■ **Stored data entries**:
______
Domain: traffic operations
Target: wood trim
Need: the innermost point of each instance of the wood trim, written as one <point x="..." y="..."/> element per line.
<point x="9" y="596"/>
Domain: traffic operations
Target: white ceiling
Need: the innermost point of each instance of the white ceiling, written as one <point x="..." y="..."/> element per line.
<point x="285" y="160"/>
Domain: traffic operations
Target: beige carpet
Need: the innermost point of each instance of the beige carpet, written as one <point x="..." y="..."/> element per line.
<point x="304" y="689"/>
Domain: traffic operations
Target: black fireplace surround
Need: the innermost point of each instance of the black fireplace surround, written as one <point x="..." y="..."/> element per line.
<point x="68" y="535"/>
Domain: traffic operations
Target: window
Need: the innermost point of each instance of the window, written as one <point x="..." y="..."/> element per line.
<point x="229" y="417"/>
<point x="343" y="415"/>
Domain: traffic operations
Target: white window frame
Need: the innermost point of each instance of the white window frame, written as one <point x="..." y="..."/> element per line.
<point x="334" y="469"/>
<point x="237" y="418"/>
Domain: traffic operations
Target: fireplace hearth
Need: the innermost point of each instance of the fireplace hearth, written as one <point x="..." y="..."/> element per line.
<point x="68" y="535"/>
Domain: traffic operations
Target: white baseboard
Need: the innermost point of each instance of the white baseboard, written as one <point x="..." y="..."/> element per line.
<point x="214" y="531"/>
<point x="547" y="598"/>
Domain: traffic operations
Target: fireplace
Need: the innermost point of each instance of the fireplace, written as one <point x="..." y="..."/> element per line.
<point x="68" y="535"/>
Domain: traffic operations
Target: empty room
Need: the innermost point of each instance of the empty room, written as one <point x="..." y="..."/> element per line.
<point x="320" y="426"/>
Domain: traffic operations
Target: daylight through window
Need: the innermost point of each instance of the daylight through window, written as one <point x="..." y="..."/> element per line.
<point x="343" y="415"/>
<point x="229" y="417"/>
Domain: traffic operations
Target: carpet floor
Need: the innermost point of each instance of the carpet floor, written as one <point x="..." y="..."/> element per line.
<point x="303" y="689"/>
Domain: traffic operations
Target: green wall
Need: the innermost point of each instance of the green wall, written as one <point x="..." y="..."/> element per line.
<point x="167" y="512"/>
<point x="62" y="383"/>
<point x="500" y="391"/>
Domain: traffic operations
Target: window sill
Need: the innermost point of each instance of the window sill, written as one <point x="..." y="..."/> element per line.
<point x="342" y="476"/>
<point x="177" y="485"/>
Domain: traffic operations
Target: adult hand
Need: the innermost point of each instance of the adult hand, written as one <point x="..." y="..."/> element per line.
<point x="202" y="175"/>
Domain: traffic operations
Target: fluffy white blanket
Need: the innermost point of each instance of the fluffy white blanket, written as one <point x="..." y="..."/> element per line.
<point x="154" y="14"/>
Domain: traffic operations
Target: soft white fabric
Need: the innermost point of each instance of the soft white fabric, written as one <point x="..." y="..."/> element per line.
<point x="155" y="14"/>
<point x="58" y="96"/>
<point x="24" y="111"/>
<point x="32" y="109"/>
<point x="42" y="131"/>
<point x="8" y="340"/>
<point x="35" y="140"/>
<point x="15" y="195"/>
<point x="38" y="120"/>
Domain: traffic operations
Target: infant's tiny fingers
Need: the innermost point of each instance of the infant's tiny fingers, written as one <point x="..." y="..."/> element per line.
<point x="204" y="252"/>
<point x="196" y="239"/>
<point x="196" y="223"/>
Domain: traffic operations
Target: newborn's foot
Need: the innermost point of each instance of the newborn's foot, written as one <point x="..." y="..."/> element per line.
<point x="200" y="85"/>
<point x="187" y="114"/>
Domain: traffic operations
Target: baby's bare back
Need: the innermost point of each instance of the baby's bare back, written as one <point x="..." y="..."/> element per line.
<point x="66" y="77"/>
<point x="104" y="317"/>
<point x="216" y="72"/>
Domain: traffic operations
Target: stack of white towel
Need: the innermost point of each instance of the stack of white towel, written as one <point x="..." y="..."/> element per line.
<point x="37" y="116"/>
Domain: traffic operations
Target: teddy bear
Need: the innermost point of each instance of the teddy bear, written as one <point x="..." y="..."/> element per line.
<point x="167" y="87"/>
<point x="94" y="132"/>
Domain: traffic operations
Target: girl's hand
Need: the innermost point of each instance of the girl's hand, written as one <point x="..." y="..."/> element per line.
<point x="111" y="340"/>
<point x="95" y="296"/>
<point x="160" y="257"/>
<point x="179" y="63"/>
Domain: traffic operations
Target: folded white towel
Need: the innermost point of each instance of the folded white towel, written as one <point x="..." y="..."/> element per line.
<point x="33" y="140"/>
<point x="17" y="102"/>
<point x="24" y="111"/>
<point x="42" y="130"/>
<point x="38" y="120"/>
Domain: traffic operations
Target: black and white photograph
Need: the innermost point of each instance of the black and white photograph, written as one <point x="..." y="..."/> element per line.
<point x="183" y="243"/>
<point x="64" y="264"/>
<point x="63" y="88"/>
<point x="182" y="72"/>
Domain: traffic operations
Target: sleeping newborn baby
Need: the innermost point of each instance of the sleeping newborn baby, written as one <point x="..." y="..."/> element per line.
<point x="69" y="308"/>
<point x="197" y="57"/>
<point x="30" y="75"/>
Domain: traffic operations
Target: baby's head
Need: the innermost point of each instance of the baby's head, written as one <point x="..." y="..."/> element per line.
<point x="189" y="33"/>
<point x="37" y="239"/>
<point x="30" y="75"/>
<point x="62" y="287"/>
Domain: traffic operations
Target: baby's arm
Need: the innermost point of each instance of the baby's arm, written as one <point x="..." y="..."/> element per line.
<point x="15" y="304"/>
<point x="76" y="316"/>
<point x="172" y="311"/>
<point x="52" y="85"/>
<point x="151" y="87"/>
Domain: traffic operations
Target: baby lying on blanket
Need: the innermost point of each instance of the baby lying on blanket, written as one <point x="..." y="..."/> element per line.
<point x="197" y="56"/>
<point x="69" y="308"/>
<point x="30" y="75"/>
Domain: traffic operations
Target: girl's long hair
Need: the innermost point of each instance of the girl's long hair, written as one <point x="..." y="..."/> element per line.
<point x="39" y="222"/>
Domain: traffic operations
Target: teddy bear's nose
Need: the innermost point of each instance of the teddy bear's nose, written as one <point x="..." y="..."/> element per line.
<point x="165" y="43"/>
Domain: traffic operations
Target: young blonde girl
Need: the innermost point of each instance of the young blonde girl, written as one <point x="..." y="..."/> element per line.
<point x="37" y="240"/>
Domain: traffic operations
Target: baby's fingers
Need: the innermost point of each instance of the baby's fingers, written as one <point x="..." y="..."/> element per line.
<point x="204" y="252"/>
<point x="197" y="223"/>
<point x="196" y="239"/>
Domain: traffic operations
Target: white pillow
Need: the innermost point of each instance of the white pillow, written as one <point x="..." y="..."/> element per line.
______
Retype the entries exactly from the first line, stopping after the line with "Target: black fireplace surround".

■ **Answer to the problem**:
Domain: traffic operations
Target: wood trim
Need: the innermost point of each instance of the wood trim, written as one <point x="..." y="..."/> element per line.
<point x="9" y="596"/>
Domain: traffic operations
Target: white ceiling
Need: the innermost point of each instance of the white ceiling, written as one <point x="..." y="..."/> element per line.
<point x="285" y="160"/>
Domain: traffic operations
Target: beige carpet
Need: the innermost point of each instance of the beige carpet, written as one <point x="..." y="..."/> element per line.
<point x="304" y="689"/>
Domain: traffic operations
Target: black fireplace surround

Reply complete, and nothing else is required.